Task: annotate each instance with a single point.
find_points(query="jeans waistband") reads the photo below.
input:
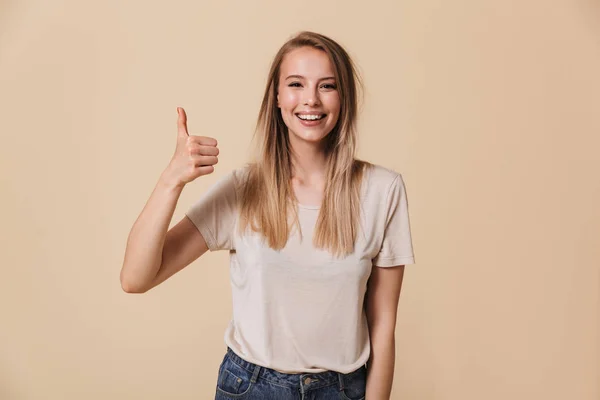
(317, 379)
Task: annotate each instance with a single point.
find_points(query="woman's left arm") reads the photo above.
(381, 303)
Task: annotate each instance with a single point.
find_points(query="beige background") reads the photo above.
(489, 109)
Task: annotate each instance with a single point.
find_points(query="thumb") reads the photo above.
(181, 122)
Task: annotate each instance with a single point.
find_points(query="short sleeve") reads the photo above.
(396, 248)
(215, 213)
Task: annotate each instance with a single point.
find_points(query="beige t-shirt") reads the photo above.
(299, 309)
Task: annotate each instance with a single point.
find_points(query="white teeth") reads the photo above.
(310, 117)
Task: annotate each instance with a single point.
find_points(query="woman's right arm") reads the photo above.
(152, 254)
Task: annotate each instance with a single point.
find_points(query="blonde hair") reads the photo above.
(267, 194)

========================

Every entry should come back exactly as written, only without images.

RESULT FOR THIS EXERCISE —
Task: annotate each instance with a single point.
find_points(query="jeans waistband") reads the photo below.
input:
(317, 379)
Task: annotate each instance with a single point.
find_points(query="woman's left arm") reads the photo above.
(381, 303)
Task: annotate each instance with a single point.
find_points(query="beige background") reads the photo above.
(489, 109)
Task: annotate each instance with a single point.
find_points(query="thumb") reads the photo above.
(181, 122)
Task: annotate each instance with a single point.
find_points(query="short sleeve") reads the photo above.
(396, 248)
(215, 213)
Task: annotate each instance with a single point.
find_points(query="beige t-shirt") reads the photo above.
(299, 309)
Task: annotate each instance with a single point.
find_points(query="white teeth") reads the photo above.
(310, 117)
Task: annotate each instance with a single point.
find_points(query="woman's right arm") reads the photo above.
(152, 254)
Task: annotate each instance with a single point.
find_points(query="blonde hair") reads the photo above.
(267, 194)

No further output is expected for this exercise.